◆ SHORT PROBLEM: Reproduce every one of the rows below word for word, keeping each line unchanged and in the same order.

◆ ENTRIES SUPPLIED:
____________________
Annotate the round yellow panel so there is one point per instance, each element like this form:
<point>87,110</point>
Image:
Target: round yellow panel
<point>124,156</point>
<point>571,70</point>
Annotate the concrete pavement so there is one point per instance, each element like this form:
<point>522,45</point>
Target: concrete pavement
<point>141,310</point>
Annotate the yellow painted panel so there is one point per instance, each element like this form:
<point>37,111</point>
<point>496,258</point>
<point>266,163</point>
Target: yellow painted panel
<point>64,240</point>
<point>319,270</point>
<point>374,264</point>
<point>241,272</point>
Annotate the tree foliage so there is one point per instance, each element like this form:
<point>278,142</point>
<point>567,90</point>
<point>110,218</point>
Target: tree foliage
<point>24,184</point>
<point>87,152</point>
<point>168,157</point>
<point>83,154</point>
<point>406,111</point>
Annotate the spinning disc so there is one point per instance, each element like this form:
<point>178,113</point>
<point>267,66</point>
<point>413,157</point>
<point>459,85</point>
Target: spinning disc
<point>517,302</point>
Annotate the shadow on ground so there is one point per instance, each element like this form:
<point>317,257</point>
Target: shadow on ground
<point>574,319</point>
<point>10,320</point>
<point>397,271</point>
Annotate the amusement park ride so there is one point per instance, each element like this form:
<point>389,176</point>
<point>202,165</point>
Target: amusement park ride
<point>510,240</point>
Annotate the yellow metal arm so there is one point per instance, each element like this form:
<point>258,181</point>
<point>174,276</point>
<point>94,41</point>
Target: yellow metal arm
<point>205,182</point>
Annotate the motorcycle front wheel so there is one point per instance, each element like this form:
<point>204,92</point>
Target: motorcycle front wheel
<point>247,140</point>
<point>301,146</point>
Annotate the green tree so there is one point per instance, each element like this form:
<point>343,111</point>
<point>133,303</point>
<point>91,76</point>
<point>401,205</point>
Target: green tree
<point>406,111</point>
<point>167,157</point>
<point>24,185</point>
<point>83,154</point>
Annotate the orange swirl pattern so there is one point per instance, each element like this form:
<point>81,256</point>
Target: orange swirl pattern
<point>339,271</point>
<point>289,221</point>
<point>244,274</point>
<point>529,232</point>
____________________
◆ FULL SOLUTION:
Annotate the round yellow panel so there is one point per instance, each element like this form:
<point>87,110</point>
Image:
Target: round yellow panel
<point>124,156</point>
<point>571,70</point>
Annotate the concrete pavement so there is one point per instance, each element like this form:
<point>522,45</point>
Target: concrete pavement
<point>141,310</point>
Annotate the yellow painted panel so there is one point per instance, each element like this form:
<point>37,111</point>
<point>496,258</point>
<point>266,163</point>
Target: yellow painted panel
<point>64,240</point>
<point>319,270</point>
<point>374,264</point>
<point>241,272</point>
Annotate the tree foliage so there is one point per instance, each element like this form:
<point>278,142</point>
<point>567,90</point>
<point>110,218</point>
Target: tree foliage
<point>24,184</point>
<point>87,152</point>
<point>168,157</point>
<point>83,154</point>
<point>406,111</point>
Annotate the spinning disc so there is one point per instance, each element like this form:
<point>178,113</point>
<point>267,66</point>
<point>413,157</point>
<point>459,85</point>
Target: spinning disc
<point>517,302</point>
Annotate the shadow on ground so there is one point per instance, each element like this form:
<point>317,257</point>
Target: shadow on ground
<point>574,319</point>
<point>10,320</point>
<point>397,271</point>
Annotate the amusement park ride so there is one point per instance, each element like this form:
<point>389,176</point>
<point>202,165</point>
Target: amusement park ride
<point>510,240</point>
Annotate the yellow metal arm so there is one point per instance, each element like this form:
<point>258,181</point>
<point>174,276</point>
<point>94,41</point>
Target: yellow metal arm
<point>205,182</point>
Annotate the motorcycle front wheel so there is one point per instance, each element like this form:
<point>204,92</point>
Target: motorcycle front wheel
<point>247,140</point>
<point>301,146</point>
Annotate the green tree so there is one point per instance, each element like this form:
<point>343,111</point>
<point>133,303</point>
<point>91,76</point>
<point>401,205</point>
Target: green tree
<point>406,111</point>
<point>167,157</point>
<point>24,185</point>
<point>83,154</point>
Annotate the orange swirl pattern so there is one point per instance, each element like this form:
<point>81,256</point>
Target: orange swirl pattern
<point>339,271</point>
<point>289,221</point>
<point>244,274</point>
<point>529,232</point>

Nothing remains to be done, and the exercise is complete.